▸ THE PROBLEM
Render the data below as a two-column Markdown table headed Row and Line. Give each nonblank line its own numbered row and leave out blank lines.

▸ RECORDS SHOWN

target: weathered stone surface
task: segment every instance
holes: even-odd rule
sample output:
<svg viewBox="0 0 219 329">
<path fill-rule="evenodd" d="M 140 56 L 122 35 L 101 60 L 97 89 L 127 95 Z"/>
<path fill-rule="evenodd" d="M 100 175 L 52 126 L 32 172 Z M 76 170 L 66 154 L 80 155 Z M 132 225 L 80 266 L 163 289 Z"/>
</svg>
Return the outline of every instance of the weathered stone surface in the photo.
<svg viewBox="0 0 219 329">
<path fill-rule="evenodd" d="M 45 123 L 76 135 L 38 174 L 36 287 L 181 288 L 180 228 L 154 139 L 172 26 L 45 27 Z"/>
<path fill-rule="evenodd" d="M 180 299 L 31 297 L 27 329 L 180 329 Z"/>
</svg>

▸ EXERCISE SOLUTION
| Row | Line |
|---|---|
| 1 | target: weathered stone surface |
| 2 | task: segment every instance |
| 3 | holes: even-odd rule |
| 4 | sample output: |
| 5 | <svg viewBox="0 0 219 329"> |
| 6 | <path fill-rule="evenodd" d="M 140 56 L 122 35 L 101 60 L 97 89 L 127 95 Z"/> |
| 7 | <path fill-rule="evenodd" d="M 100 175 L 52 126 L 32 172 Z M 76 170 L 66 154 L 80 155 Z M 132 225 L 80 266 L 163 289 Z"/> |
| 8 | </svg> |
| 9 | Return the outline of every instance of the weathered stone surface in the photo. |
| 10 | <svg viewBox="0 0 219 329"> |
| 11 | <path fill-rule="evenodd" d="M 45 123 L 76 135 L 38 174 L 36 287 L 181 288 L 180 228 L 154 139 L 172 26 L 45 27 Z"/> |
| 12 | <path fill-rule="evenodd" d="M 180 299 L 31 297 L 27 329 L 180 329 Z"/> |
| 13 | </svg> |